[WHAT IS BEING ASKED]
Gather every line below that contains the string "headlight" and list those lines.

* Start DATA FOR THIS TASK *

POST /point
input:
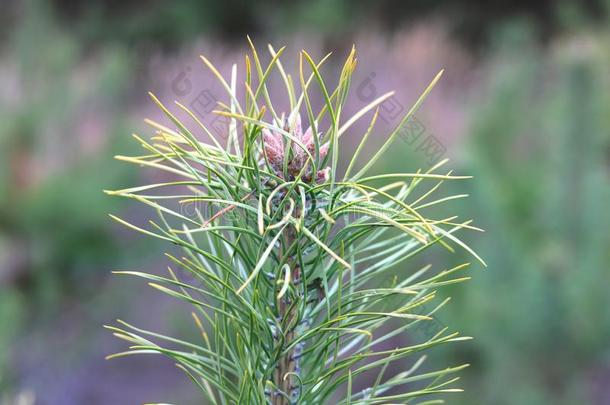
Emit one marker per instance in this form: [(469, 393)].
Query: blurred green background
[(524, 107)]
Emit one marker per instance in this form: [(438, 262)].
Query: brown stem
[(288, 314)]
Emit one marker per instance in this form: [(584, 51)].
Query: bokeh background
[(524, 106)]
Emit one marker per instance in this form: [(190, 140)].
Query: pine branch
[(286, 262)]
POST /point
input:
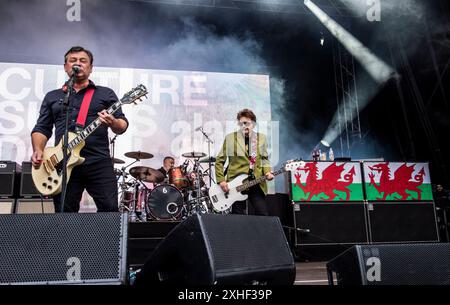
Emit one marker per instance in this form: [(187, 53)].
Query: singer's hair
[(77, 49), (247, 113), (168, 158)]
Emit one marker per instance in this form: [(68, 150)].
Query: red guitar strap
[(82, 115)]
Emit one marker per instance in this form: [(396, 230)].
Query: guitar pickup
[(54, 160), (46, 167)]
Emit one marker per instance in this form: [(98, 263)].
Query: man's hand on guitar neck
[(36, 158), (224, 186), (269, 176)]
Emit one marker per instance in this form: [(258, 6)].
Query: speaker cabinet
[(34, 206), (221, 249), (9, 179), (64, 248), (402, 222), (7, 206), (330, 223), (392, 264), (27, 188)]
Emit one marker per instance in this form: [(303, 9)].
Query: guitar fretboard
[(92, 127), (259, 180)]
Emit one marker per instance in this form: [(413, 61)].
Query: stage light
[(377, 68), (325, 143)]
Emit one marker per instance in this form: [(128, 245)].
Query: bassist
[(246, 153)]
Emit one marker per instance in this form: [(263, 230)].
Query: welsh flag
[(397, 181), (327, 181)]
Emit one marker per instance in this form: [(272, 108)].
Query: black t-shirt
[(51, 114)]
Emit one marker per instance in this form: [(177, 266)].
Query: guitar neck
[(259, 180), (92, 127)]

* End DATA FOR THIS TASK *
* Start DATA FOR THIS TASK *

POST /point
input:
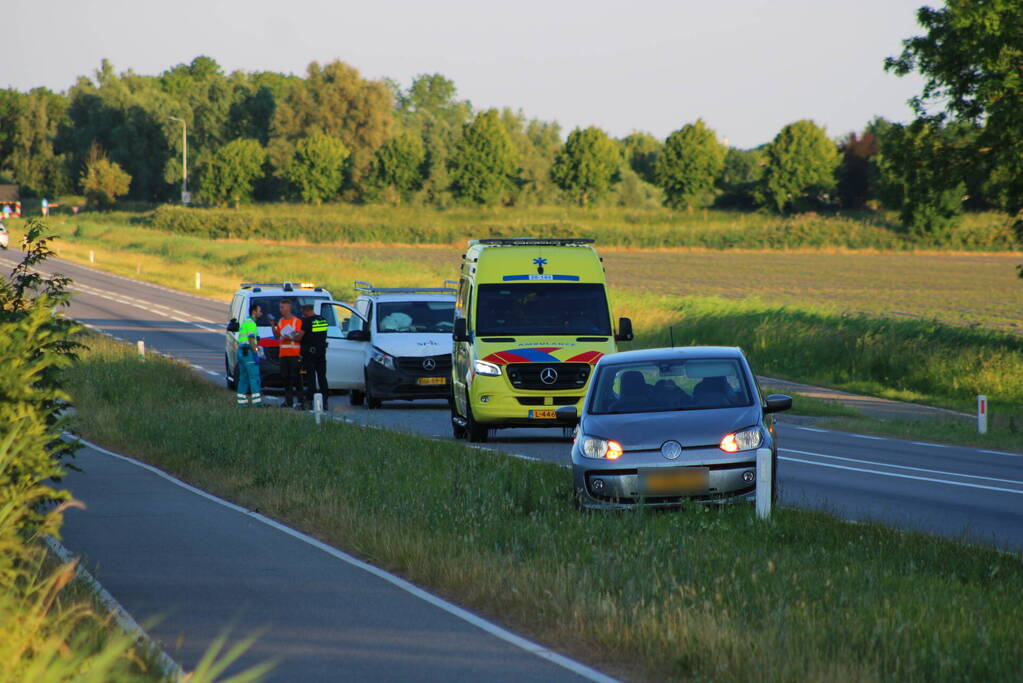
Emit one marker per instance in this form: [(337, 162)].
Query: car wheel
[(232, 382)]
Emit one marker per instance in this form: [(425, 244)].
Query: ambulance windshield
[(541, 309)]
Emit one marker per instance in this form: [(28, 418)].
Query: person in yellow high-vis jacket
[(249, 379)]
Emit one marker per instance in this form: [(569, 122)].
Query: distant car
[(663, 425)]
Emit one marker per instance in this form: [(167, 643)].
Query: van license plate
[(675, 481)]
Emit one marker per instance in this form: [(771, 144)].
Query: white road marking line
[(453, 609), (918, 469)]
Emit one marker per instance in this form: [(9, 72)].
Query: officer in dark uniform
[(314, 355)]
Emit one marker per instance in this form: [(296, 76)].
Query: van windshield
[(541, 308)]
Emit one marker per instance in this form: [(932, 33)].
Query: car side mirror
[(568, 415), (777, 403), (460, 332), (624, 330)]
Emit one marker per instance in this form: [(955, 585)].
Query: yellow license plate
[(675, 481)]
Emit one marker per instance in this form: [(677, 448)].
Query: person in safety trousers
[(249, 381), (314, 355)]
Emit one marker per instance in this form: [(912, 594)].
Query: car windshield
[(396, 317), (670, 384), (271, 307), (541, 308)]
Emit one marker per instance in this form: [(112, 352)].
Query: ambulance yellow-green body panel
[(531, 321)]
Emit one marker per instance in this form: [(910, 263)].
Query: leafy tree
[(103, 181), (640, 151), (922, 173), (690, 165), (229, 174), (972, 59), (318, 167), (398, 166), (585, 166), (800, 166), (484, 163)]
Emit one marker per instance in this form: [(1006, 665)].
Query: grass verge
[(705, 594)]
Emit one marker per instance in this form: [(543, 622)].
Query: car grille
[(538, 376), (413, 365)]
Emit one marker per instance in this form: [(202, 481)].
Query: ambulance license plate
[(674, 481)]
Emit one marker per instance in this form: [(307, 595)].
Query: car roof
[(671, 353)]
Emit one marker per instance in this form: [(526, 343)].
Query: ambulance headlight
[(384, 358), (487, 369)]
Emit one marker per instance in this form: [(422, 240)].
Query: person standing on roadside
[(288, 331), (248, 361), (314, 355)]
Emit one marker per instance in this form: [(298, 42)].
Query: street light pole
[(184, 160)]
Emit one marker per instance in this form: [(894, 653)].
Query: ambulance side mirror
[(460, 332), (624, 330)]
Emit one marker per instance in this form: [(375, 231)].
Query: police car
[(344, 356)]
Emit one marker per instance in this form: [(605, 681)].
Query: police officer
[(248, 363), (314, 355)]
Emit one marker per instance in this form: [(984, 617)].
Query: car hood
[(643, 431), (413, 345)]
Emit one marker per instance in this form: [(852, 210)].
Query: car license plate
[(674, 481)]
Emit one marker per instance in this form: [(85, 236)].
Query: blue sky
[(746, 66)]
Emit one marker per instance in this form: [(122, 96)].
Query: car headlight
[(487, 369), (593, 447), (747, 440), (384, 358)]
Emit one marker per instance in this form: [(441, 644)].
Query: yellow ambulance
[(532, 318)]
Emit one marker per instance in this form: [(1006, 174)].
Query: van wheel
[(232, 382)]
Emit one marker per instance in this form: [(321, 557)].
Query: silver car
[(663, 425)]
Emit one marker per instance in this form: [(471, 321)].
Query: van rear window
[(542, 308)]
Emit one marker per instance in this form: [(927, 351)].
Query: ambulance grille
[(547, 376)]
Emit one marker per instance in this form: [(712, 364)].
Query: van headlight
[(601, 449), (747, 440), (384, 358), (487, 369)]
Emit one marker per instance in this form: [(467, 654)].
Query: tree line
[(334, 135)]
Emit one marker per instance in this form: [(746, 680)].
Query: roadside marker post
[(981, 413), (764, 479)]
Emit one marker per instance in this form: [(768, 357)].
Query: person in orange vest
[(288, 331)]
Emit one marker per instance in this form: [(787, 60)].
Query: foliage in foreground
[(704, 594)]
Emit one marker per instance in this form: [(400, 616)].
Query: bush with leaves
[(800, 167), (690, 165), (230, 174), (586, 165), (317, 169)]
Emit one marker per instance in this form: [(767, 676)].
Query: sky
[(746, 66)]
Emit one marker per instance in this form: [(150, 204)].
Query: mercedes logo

* End DATA FOR THIS TASK *

[EXPECTED OUTPUT]
Query: ambulance headlight
Query: car headlight
Query: van headlight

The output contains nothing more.